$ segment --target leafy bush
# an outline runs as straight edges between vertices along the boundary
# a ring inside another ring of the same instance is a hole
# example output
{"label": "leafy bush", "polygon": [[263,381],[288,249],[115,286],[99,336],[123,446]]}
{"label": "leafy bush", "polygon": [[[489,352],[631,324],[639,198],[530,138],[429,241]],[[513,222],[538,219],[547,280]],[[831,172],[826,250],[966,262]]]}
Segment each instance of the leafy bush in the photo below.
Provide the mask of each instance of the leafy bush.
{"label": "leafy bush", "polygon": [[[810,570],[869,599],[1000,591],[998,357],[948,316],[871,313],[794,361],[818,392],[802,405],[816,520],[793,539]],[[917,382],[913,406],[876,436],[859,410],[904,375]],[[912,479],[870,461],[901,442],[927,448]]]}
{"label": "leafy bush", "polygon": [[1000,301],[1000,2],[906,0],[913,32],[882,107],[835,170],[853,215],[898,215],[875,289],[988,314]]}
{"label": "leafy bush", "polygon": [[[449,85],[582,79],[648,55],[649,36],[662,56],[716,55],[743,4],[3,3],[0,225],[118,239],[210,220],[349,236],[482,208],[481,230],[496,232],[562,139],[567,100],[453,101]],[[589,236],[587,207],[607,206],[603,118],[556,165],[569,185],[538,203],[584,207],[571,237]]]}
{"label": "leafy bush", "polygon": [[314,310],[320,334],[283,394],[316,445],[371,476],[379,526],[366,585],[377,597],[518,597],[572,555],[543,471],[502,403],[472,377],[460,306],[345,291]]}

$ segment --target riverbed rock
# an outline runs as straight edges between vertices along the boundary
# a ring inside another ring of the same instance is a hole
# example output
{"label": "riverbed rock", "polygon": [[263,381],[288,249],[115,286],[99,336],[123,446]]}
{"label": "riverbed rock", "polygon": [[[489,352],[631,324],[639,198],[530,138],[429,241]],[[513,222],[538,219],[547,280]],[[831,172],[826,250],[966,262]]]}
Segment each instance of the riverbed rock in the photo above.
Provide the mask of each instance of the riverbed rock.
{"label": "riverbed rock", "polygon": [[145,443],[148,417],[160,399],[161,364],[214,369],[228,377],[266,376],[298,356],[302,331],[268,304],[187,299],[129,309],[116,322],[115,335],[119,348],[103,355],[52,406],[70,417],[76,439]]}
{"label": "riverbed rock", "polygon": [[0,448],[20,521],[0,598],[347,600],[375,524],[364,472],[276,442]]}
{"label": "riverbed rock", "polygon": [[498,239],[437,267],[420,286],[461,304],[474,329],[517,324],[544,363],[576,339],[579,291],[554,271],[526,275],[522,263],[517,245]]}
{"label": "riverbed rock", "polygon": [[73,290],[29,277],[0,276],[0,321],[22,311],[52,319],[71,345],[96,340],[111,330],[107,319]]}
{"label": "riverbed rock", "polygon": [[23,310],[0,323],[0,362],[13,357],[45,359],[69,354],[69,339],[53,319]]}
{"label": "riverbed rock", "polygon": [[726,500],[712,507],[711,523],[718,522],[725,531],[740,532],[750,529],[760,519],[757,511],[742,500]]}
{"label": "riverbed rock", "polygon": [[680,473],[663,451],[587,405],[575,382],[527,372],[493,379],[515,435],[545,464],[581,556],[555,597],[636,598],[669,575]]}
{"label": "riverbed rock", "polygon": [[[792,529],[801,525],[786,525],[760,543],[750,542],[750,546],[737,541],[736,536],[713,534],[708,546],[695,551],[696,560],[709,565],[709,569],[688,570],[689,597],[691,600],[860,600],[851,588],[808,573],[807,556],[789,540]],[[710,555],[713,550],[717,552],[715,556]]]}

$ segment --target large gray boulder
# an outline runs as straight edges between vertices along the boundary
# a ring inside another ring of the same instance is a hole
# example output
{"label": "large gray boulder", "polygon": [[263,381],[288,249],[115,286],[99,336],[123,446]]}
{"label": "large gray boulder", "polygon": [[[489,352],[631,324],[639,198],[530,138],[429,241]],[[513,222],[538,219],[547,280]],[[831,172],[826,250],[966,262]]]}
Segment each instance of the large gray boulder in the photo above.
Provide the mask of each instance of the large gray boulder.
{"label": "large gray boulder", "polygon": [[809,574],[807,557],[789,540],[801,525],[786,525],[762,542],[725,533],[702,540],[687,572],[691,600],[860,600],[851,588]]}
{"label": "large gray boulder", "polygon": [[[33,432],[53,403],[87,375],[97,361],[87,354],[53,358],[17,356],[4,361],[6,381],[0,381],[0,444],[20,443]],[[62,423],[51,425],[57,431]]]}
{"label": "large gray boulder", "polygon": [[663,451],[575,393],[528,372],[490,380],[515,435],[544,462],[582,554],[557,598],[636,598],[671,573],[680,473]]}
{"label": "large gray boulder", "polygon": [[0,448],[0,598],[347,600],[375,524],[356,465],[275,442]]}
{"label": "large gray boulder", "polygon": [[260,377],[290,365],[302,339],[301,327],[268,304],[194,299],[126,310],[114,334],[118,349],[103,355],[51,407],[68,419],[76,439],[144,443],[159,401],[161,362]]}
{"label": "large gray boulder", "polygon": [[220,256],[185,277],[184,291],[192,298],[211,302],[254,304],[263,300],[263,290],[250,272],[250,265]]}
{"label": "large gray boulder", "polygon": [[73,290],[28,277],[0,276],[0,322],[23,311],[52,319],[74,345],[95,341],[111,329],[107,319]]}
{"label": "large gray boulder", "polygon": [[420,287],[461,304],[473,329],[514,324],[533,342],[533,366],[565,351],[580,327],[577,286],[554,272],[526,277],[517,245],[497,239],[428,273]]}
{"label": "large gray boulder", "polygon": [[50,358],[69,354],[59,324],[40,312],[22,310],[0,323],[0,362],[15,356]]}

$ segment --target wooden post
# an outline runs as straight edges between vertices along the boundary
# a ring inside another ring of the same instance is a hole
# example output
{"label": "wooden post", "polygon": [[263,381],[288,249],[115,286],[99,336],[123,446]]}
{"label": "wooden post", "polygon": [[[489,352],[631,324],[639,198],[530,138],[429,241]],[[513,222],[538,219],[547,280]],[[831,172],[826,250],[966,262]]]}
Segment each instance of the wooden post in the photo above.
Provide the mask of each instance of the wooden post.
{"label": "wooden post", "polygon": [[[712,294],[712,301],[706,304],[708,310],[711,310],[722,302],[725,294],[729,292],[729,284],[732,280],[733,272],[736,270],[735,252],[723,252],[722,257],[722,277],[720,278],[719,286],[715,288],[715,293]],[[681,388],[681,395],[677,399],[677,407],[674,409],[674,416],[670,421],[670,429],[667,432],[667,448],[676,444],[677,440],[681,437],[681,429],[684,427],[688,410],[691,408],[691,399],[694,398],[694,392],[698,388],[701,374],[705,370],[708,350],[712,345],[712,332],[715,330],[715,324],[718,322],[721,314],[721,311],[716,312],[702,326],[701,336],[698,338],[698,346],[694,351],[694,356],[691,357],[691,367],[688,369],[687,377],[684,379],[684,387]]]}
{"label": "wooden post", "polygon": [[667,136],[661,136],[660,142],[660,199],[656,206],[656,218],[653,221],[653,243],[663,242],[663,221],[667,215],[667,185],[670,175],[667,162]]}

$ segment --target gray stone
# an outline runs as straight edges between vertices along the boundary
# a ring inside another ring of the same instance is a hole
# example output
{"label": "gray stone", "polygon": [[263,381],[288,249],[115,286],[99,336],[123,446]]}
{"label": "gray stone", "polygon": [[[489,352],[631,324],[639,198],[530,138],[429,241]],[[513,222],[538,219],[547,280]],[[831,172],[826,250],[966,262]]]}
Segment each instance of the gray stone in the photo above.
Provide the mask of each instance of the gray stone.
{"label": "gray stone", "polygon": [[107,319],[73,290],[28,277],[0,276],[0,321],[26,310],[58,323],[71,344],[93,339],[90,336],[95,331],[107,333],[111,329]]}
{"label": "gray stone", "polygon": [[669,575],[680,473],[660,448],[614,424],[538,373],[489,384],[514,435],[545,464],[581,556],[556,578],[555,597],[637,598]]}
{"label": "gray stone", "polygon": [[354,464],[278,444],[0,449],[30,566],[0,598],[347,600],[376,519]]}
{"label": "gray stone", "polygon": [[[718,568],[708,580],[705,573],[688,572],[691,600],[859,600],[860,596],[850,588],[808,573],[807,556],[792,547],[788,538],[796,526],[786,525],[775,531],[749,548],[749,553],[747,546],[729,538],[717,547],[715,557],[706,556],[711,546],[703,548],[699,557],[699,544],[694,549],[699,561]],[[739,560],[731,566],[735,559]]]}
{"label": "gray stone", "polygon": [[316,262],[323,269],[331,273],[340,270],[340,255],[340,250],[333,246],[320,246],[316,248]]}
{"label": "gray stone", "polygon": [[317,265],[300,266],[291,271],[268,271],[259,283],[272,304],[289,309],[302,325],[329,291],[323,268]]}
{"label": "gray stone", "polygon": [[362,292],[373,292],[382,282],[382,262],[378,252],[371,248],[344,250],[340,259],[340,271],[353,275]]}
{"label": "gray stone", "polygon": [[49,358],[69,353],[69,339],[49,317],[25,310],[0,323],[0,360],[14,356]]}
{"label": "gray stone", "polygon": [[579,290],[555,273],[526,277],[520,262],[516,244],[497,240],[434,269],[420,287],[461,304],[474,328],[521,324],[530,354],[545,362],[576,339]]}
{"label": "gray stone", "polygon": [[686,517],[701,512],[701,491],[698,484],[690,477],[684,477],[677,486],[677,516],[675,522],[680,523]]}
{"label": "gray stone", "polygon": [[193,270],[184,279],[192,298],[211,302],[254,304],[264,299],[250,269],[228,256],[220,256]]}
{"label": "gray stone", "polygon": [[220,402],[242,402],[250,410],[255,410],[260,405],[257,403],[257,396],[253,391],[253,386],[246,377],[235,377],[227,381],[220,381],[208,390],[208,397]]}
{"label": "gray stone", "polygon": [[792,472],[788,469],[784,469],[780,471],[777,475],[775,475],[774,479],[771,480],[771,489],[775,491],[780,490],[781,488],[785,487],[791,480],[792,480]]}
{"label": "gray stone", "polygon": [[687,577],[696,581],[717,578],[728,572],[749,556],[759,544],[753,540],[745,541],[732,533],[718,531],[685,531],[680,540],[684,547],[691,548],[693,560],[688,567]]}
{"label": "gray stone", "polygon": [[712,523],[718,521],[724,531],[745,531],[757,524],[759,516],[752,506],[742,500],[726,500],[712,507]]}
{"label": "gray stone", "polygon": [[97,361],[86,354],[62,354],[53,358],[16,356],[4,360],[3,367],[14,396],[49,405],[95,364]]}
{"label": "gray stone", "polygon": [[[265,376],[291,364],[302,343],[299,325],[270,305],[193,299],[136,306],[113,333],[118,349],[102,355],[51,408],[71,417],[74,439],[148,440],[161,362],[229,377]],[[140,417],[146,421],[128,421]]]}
--------------------
__What the task asks__.
Please rewrite everything in the data from the line containing "--target large gray boulder" down to and including the line containing "Provide the mask of each instance of the large" as a numbered list, omitting any blank lines.

__Complete output__.
1. $ segment --target large gray boulder
2. # an outline runs as straight edges between vertices along the boundary
3. # a ring inside another ring of the same instance is a hole
4. # example output
5. {"label": "large gray boulder", "polygon": [[263,381],[288,249],[115,286],[99,336],[123,446]]}
6. {"label": "large gray boulder", "polygon": [[[489,352],[631,324],[639,198],[530,138],[429,241]],[[513,222],[538,219],[547,280]],[[831,172],[826,250],[966,262]]]}
7. Segment each instance of the large gray boulder in the photo above.
8. Provide the mask of each instance of the large gray boulder.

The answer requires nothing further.